▶ **Exercise inputs**

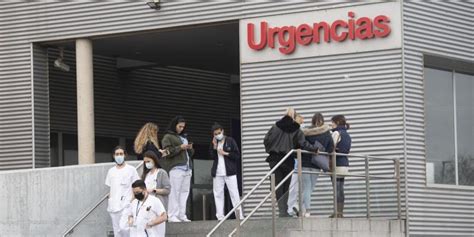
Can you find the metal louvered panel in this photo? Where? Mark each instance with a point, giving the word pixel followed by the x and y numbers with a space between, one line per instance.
pixel 40 21
pixel 15 108
pixel 23 22
pixel 444 29
pixel 366 87
pixel 41 107
pixel 124 101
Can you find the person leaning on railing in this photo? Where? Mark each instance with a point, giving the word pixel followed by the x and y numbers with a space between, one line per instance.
pixel 317 133
pixel 282 137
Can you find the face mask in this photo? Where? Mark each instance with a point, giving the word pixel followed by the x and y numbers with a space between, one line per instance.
pixel 119 159
pixel 220 136
pixel 139 196
pixel 149 165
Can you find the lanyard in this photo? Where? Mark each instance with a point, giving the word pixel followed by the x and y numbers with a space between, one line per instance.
pixel 139 209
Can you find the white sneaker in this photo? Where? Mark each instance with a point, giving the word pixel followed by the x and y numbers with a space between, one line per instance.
pixel 173 219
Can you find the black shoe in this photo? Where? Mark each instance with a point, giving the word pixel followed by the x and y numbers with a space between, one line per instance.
pixel 284 215
pixel 297 213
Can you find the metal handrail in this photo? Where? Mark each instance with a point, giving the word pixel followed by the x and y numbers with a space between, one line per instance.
pixel 249 193
pixel 90 210
pixel 332 174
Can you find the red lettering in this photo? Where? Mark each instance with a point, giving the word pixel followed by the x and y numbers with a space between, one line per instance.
pixel 251 36
pixel 304 34
pixel 316 35
pixel 364 31
pixel 380 23
pixel 271 36
pixel 351 25
pixel 334 35
pixel 288 44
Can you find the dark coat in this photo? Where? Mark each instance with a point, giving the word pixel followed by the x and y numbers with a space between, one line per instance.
pixel 322 135
pixel 282 137
pixel 177 156
pixel 343 146
pixel 231 160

▶ **Short exercise**
Rewrite the stretch of lines from the very first one through the line containing "pixel 297 213", both ends included, putting "image" wherever "photo" appears and changing nothing else. Leave the pictures out of your answer.

▶ **Problem solution**
Can you find the metal louvered panel in this image? Where? Mark each instance with a point, giving the word pixel followed by the x and y numbers with a space between, one line per instance.
pixel 40 21
pixel 15 108
pixel 23 22
pixel 444 29
pixel 366 87
pixel 41 107
pixel 124 101
Can you find the person leaning on railing in this image? Where? Mark each instance with a point, giving the word pixel followed by the x and y numbers with a space between, one line per instance.
pixel 317 133
pixel 282 137
Can you find the face mask in this image? Where? Mark each instance with a point, giving the word pixel followed by the x and y numbers with a space between, one line per instance.
pixel 119 159
pixel 220 136
pixel 139 196
pixel 149 165
Can you find the lanyard in this image? Where? Mark each instance with a point, giving the word pixel followed by the x and y numbers with a space between, one line per instance.
pixel 139 209
Can you find the white sneaker in this image? Where? Mark each instance with a point, giving the word pixel followed by the x and y numbers with a space between, one line per instance.
pixel 173 219
Can you find the black shoe in this image? Where? Mark each instance with a point, giving the word pixel followed by the x and y numbers with a space between, one line per instance.
pixel 284 215
pixel 297 213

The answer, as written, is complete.